__Task 1__
Gather every line of the listing below that contains the word "noun".

__Selected excerpt__
Remove Duplicate value from List<T> - c#

I have one list which has data and sometimes it contains duplicate rows and I want to remove that duplicate row for that I used below code
num = numDetailsTemp.Distinct().ToList();
var query = num.GroupBy(o => new { o.Number })
.Select(group =>
new
{
Name = group.Key,
Numbers = group.OrderByDescending(x => x.Date)
})
.OrderBy(group => group.Numbers.First().Date);
List<NumberDetails> numTemp = new List<NumberDetails>();
foreach (var group in query)
{
foreach (var numb in group.Numbers)
{
numTemp.Add(numb);
break;
}
}
num = numTemp;
The below image shows the duplicate value from the list.
And when I apply remove duplicate it give me an output
But I want to remove that row which not contains alter no or id proof and date like shown in first image first row not, contains AlterNo and ID Proof and date and the second row contains that so I want to remove the first row and display only second row. The date is compulsory to check and after that AlterNo and ID Proof.

You can try the following:
var group =
list
.GroupBy(r => r.Number)
.SelectMany(g => g) //flatten your grouping and filter where you have alterno and id
.Where(r => !string.IsNullOrEmpty(r.AlterNo) && !string.IsNullOrEmpty(r.Id))

__Dataset records__
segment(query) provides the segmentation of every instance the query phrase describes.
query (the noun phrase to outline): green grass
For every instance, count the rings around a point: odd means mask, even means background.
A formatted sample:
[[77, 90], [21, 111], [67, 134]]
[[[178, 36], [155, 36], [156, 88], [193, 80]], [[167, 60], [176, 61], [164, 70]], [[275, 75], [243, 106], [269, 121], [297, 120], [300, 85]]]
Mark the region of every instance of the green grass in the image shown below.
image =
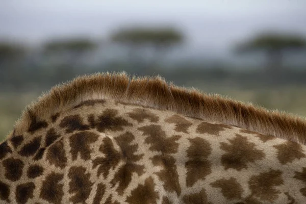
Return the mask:
[[[200, 82], [185, 84], [207, 93], [217, 93], [232, 98], [263, 106], [269, 109], [278, 109], [301, 116], [306, 116], [306, 86], [287, 86], [276, 88], [251, 89], [238, 87], [234, 84], [205, 85]], [[15, 121], [26, 105], [35, 99], [39, 94], [28, 92], [0, 93], [0, 141], [13, 130]]]

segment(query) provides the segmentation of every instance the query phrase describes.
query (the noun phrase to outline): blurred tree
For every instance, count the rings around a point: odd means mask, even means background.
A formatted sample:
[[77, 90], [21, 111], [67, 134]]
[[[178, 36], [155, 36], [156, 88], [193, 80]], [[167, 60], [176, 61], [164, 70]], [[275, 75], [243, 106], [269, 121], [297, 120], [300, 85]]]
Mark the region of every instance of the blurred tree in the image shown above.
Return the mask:
[[127, 46], [130, 57], [136, 60], [146, 48], [153, 48], [154, 60], [157, 62], [171, 47], [182, 43], [184, 36], [171, 28], [132, 28], [113, 33], [111, 38]]
[[44, 45], [44, 49], [45, 54], [55, 56], [56, 60], [61, 58], [64, 64], [75, 65], [82, 61], [86, 54], [97, 46], [94, 42], [80, 38], [52, 41]]
[[[24, 48], [21, 45], [0, 42], [0, 63], [13, 61], [24, 56]], [[1, 68], [1, 67], [0, 67]]]
[[20, 80], [24, 75], [22, 62], [26, 53], [26, 47], [21, 44], [0, 42], [0, 83], [2, 85], [10, 83], [15, 88], [20, 87]]
[[271, 32], [260, 35], [249, 41], [239, 45], [236, 51], [238, 53], [252, 51], [264, 52], [267, 57], [267, 68], [274, 72], [282, 69], [285, 54], [305, 49], [306, 40], [302, 36]]

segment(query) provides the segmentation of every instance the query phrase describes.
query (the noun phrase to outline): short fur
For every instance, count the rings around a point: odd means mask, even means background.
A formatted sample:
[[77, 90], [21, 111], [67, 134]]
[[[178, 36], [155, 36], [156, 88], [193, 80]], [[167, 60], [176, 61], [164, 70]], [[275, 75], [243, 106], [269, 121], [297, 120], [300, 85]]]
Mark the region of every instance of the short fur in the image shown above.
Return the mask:
[[27, 107], [15, 124], [15, 134], [27, 131], [32, 121], [44, 120], [83, 101], [96, 99], [170, 110], [306, 144], [304, 118], [178, 87], [160, 76], [130, 78], [124, 72], [82, 76], [54, 87]]

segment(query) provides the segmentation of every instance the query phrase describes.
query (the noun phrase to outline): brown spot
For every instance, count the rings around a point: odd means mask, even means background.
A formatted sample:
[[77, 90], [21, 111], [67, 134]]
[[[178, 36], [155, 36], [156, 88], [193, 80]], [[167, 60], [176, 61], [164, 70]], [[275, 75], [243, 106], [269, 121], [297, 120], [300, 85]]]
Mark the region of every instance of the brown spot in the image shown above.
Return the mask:
[[288, 192], [285, 192], [284, 193], [287, 196], [288, 200], [290, 201], [290, 202], [288, 202], [287, 204], [294, 204], [296, 203], [294, 198], [291, 196]]
[[151, 177], [146, 178], [144, 185], [139, 184], [132, 191], [125, 201], [129, 203], [156, 204], [159, 198], [158, 192], [155, 191], [155, 184]]
[[36, 155], [33, 158], [33, 159], [35, 161], [39, 160], [42, 158], [42, 156], [43, 156], [43, 154], [44, 153], [44, 151], [46, 150], [46, 148], [44, 147], [42, 147], [39, 148]]
[[224, 124], [214, 124], [202, 122], [196, 128], [196, 132], [200, 134], [208, 133], [211, 135], [219, 135], [220, 131], [232, 129], [231, 126]]
[[266, 142], [268, 140], [274, 140], [274, 139], [275, 139], [276, 138], [275, 137], [273, 136], [273, 135], [262, 135], [262, 134], [261, 134], [260, 133], [256, 133], [256, 132], [253, 132], [253, 131], [251, 131], [248, 130], [240, 129], [240, 130], [239, 132], [240, 133], [247, 133], [247, 134], [250, 134], [256, 135], [256, 136], [257, 137], [258, 137], [259, 138], [259, 139], [261, 141], [262, 141], [263, 142]]
[[165, 120], [165, 122], [169, 123], [175, 124], [175, 129], [176, 132], [182, 132], [185, 133], [188, 133], [187, 130], [191, 126], [192, 123], [186, 120], [184, 117], [178, 115], [174, 115]]
[[9, 185], [0, 181], [0, 199], [10, 202], [10, 187]]
[[55, 123], [55, 122], [56, 122], [59, 116], [60, 113], [57, 113], [51, 116], [51, 121], [52, 121], [52, 122]]
[[166, 133], [161, 125], [151, 124], [138, 128], [143, 132], [143, 135], [147, 136], [145, 142], [151, 144], [149, 149], [151, 151], [159, 151], [166, 154], [174, 154], [177, 151], [178, 143], [177, 141], [182, 137], [174, 135], [167, 137]]
[[39, 196], [52, 203], [61, 203], [64, 185], [60, 182], [63, 178], [64, 175], [61, 173], [52, 172], [48, 174], [42, 183]]
[[20, 184], [16, 188], [16, 200], [18, 203], [25, 203], [33, 197], [35, 185], [33, 182]]
[[34, 155], [40, 146], [41, 137], [36, 137], [22, 147], [19, 151], [19, 155], [24, 157], [29, 157]]
[[119, 183], [117, 191], [119, 195], [123, 194], [124, 190], [132, 181], [134, 172], [137, 173], [139, 176], [144, 173], [144, 166], [134, 163], [143, 157], [143, 154], [135, 155], [138, 150], [138, 144], [131, 144], [134, 139], [134, 136], [130, 132], [126, 132], [115, 139], [121, 149], [121, 159], [125, 162], [125, 164], [120, 167], [111, 181], [113, 187]]
[[114, 169], [118, 165], [121, 159], [120, 154], [115, 149], [113, 142], [108, 137], [103, 139], [103, 144], [101, 145], [99, 150], [104, 153], [105, 157], [98, 157], [93, 161], [92, 168], [98, 168], [98, 176], [103, 173], [105, 178], [108, 175], [111, 168]]
[[23, 136], [22, 135], [14, 136], [12, 139], [11, 139], [11, 142], [12, 142], [12, 144], [13, 145], [14, 148], [15, 148], [15, 149], [21, 144], [23, 141]]
[[119, 183], [119, 185], [117, 188], [117, 191], [119, 195], [122, 195], [124, 190], [128, 187], [129, 184], [132, 181], [132, 176], [134, 172], [141, 175], [144, 172], [144, 166], [133, 163], [126, 163], [122, 166], [120, 167], [118, 171], [115, 174], [114, 178], [111, 181], [111, 184], [113, 185], [113, 187], [116, 184]]
[[145, 119], [147, 119], [151, 122], [157, 122], [159, 119], [159, 117], [147, 109], [137, 108], [133, 110], [133, 112], [128, 113], [132, 118], [136, 120], [139, 123], [143, 122]]
[[185, 163], [187, 170], [186, 185], [192, 186], [198, 180], [205, 180], [212, 172], [211, 162], [207, 159], [211, 154], [211, 144], [203, 138], [188, 139], [191, 143], [187, 149], [189, 160]]
[[183, 200], [185, 204], [212, 204], [207, 200], [207, 195], [205, 189], [197, 193], [184, 195]]
[[94, 116], [91, 115], [88, 117], [88, 121], [92, 128], [95, 128], [100, 132], [104, 132], [107, 130], [111, 131], [122, 131], [124, 126], [132, 126], [132, 124], [126, 120], [121, 117], [116, 117], [117, 114], [117, 110], [107, 109], [98, 117], [97, 121], [95, 121]]
[[120, 204], [120, 203], [119, 202], [117, 202], [117, 201], [113, 202], [112, 201], [112, 194], [110, 194], [107, 198], [105, 202], [104, 202], [104, 204]]
[[98, 137], [97, 134], [89, 131], [81, 132], [71, 135], [69, 141], [72, 160], [78, 158], [79, 152], [83, 160], [86, 161], [90, 159], [91, 149], [89, 145], [97, 141]]
[[265, 157], [263, 151], [256, 149], [255, 143], [249, 142], [246, 137], [236, 134], [235, 138], [227, 140], [231, 144], [220, 142], [220, 148], [226, 152], [221, 158], [225, 170], [231, 168], [238, 171], [247, 169], [248, 162], [255, 162]]
[[67, 133], [75, 131], [86, 131], [89, 130], [89, 126], [83, 124], [83, 120], [79, 115], [66, 116], [62, 120], [60, 126], [66, 129]]
[[[294, 171], [295, 175], [294, 176], [294, 178], [302, 181], [305, 185], [306, 185], [306, 167], [303, 167], [303, 171], [299, 172], [298, 171]], [[306, 187], [302, 188], [300, 189], [300, 192], [302, 194], [306, 197]]]
[[236, 202], [235, 204], [262, 204], [262, 202], [259, 201], [256, 198], [252, 197], [251, 195], [248, 196], [243, 199], [243, 201]]
[[274, 202], [280, 191], [274, 188], [284, 183], [282, 172], [278, 170], [270, 170], [251, 176], [248, 182], [252, 195], [259, 197], [262, 200]]
[[103, 198], [103, 196], [105, 193], [105, 189], [106, 187], [102, 184], [98, 184], [97, 190], [96, 191], [96, 195], [93, 199], [93, 204], [100, 204], [101, 200]]
[[86, 171], [86, 169], [81, 166], [72, 167], [69, 171], [69, 192], [73, 195], [69, 200], [74, 203], [85, 203], [91, 191], [93, 183], [90, 182], [90, 174], [85, 173]]
[[52, 128], [49, 130], [48, 132], [47, 132], [47, 134], [46, 136], [45, 147], [47, 147], [50, 146], [60, 137], [60, 135], [56, 134], [55, 132], [55, 130], [54, 130], [54, 128]]
[[175, 192], [180, 196], [181, 189], [174, 158], [168, 155], [157, 155], [152, 158], [152, 162], [156, 166], [163, 167], [163, 169], [156, 174], [163, 182], [165, 190]]
[[306, 155], [303, 153], [301, 145], [295, 142], [288, 141], [284, 144], [274, 145], [273, 147], [278, 150], [277, 159], [282, 164], [292, 163], [295, 159], [306, 157]]
[[12, 153], [13, 151], [8, 145], [8, 142], [6, 141], [0, 144], [0, 159], [2, 159], [9, 153]]
[[34, 178], [42, 175], [43, 172], [43, 168], [42, 166], [37, 164], [32, 165], [28, 169], [28, 177], [30, 178]]
[[243, 193], [241, 185], [233, 177], [230, 179], [220, 179], [211, 185], [214, 187], [220, 188], [223, 195], [230, 200], [241, 198]]
[[97, 99], [94, 100], [88, 100], [81, 102], [77, 106], [75, 106], [73, 108], [78, 108], [82, 106], [93, 106], [96, 104], [103, 104], [105, 103], [105, 100], [101, 99]]
[[18, 159], [9, 158], [3, 161], [3, 166], [5, 168], [5, 176], [9, 180], [15, 182], [19, 180], [22, 174], [24, 164]]
[[50, 146], [46, 159], [50, 164], [54, 164], [57, 167], [63, 168], [66, 166], [67, 157], [62, 140], [59, 140]]
[[39, 129], [45, 128], [47, 126], [48, 123], [45, 120], [38, 121], [36, 118], [32, 118], [28, 131], [30, 133], [33, 134]]
[[167, 196], [163, 196], [163, 201], [162, 204], [171, 204], [171, 202], [169, 200], [169, 198]]

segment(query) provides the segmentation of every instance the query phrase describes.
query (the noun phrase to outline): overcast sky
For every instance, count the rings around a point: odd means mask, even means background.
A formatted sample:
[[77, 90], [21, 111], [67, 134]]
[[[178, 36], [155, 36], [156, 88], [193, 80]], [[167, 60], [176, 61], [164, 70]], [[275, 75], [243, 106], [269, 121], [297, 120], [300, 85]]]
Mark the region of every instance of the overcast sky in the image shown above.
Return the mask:
[[96, 38], [131, 24], [171, 25], [191, 44], [223, 48], [264, 30], [306, 35], [305, 0], [0, 1], [0, 38]]

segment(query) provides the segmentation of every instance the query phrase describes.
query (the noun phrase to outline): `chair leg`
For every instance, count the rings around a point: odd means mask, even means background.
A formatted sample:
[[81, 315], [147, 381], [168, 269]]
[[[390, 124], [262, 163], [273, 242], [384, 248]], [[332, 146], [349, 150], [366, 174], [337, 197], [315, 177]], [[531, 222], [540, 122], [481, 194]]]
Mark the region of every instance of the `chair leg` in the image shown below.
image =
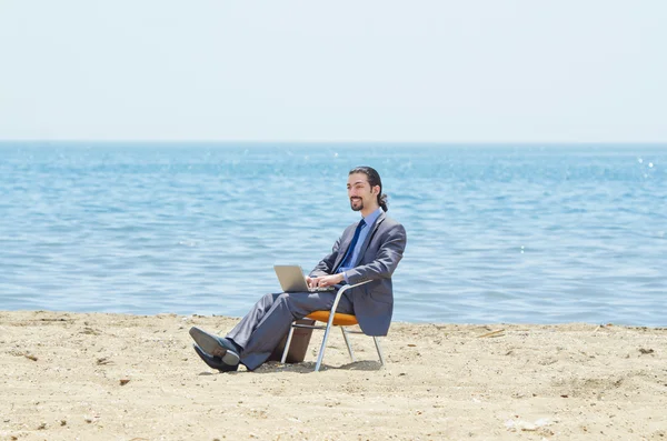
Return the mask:
[[285, 349], [282, 350], [282, 358], [280, 359], [280, 362], [282, 364], [285, 364], [285, 360], [287, 360], [287, 353], [289, 352], [289, 345], [291, 344], [291, 338], [295, 333], [295, 327], [293, 327], [293, 322], [292, 324], [290, 324], [289, 327], [289, 333], [287, 334], [287, 341], [285, 342]]
[[375, 341], [375, 343], [376, 343], [376, 349], [378, 350], [378, 355], [380, 357], [380, 364], [385, 365], [385, 357], [382, 357], [382, 348], [380, 347], [379, 337], [374, 337], [372, 341]]
[[317, 364], [315, 364], [316, 372], [319, 371], [319, 368], [322, 364], [322, 359], [325, 358], [325, 349], [327, 349], [327, 339], [329, 338], [330, 330], [331, 330], [331, 327], [329, 324], [327, 324], [327, 328], [325, 329], [325, 337], [322, 338], [322, 347], [320, 348], [319, 355], [317, 355]]
[[342, 331], [342, 338], [345, 340], [345, 344], [347, 344], [347, 347], [348, 347], [348, 352], [349, 352], [350, 359], [352, 359], [352, 363], [354, 363], [357, 360], [355, 360], [355, 352], [352, 352], [352, 347], [350, 345], [350, 341], [348, 340], [347, 332], [344, 327], [340, 327], [340, 330]]

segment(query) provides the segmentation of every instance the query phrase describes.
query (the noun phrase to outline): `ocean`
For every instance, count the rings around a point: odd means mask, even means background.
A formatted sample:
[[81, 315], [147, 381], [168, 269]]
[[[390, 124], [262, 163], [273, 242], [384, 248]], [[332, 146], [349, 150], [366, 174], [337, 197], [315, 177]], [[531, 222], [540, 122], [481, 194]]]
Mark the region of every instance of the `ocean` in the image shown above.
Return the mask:
[[0, 309], [240, 317], [376, 168], [395, 321], [667, 325], [667, 146], [0, 143]]

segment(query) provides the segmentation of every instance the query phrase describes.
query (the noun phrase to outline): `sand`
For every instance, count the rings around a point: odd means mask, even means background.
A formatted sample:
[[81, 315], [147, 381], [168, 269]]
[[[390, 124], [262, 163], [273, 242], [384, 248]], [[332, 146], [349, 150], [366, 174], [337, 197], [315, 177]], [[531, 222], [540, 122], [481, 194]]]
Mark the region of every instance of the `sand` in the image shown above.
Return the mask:
[[0, 311], [0, 440], [667, 440], [667, 329], [392, 323], [219, 373], [188, 329], [238, 319]]

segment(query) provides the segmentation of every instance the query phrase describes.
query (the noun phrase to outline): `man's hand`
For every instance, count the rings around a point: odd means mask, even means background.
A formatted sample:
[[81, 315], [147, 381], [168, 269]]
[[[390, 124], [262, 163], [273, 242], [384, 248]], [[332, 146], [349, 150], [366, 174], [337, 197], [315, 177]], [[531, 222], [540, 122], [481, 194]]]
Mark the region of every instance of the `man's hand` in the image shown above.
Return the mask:
[[342, 273], [323, 275], [323, 277], [319, 277], [319, 278], [309, 278], [308, 275], [306, 275], [306, 283], [308, 283], [308, 287], [310, 287], [310, 288], [332, 287], [335, 284], [341, 283], [344, 280], [345, 280], [345, 277], [342, 275]]

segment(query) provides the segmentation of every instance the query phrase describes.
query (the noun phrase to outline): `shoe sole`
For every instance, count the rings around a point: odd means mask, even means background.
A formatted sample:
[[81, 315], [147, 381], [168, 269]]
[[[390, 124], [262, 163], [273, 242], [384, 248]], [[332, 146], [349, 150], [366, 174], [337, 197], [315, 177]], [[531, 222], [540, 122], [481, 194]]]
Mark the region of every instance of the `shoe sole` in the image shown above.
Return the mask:
[[226, 364], [225, 368], [211, 365], [210, 362], [206, 359], [207, 357], [210, 357], [210, 355], [208, 353], [203, 352], [203, 350], [201, 348], [199, 348], [199, 345], [197, 345], [197, 343], [192, 343], [192, 349], [195, 349], [195, 352], [197, 352], [197, 354], [199, 355], [201, 361], [203, 361], [211, 369], [216, 369], [220, 372], [236, 372], [239, 370], [238, 364], [233, 364], [233, 365]]
[[225, 348], [218, 339], [199, 328], [190, 328], [190, 337], [202, 351], [213, 357], [220, 357], [225, 364], [235, 365], [239, 363], [239, 354]]

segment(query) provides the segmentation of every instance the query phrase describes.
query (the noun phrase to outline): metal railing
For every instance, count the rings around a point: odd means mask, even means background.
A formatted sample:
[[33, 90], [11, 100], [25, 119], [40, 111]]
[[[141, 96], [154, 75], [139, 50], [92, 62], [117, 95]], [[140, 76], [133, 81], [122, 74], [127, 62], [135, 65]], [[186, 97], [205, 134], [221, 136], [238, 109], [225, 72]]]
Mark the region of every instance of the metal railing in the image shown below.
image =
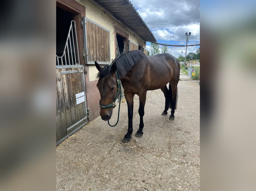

__Task 2__
Repeat the C# duplicate-removal thread above in full, unchanged.

__Expected output 1__
query (the noun phrase to outline): green grass
query (the noun phrase to outline): blurred tree
query (the noun phrase to outline): short fur
query (the noun phrase to outline): brown spot
query (the noun phrase to outline): overcast sky
query (the noun phrase to outline): `chair leg`
query (the noun phrase to outline): `ocean`
query (the noun phrase to outline): `sand`
query (the noun phrase to outline): `man's hand`
query (the noun phrase to outline): `shoe sole`
query (the noun phrase to outline): metal railing

__Expected output 2__
Remove Duplicate value from List<T> - c#

I have one list which has data and sometimes it contains duplicate rows and I want to remove that duplicate row for that I used below code
num = numDetailsTemp.Distinct().ToList();
var query = num.GroupBy(o => new { o.Number })
.Select(group =>
new
{
Name = group.Key,
Numbers = group.OrderByDescending(x => x.Date)
})
.OrderBy(group => group.Numbers.First().Date);
List<NumberDetails> numTemp = new List<NumberDetails>();
foreach (var group in query)
{
foreach (var numb in group.Numbers)
{
numTemp.Add(numb);
break;
}
}
num = numTemp;
The below image shows the duplicate value from the list.
And when I apply remove duplicate it give me an output
But I want to remove that row which not contains alter no or id proof and date like shown in first image first row not, contains AlterNo and ID Proof and date and the second row contains that so I want to remove the first row and display only second row. The date is compulsory to check and after that AlterNo and ID Proof.

You can try the following:
var group =
list
.GroupBy(r => r.Number)
.SelectMany(g => g) //flatten your grouping and filter where you have alterno and id
.Where(r => !string.IsNullOrEmpty(r.AlterNo) && !string.IsNullOrEmpty(r.Id))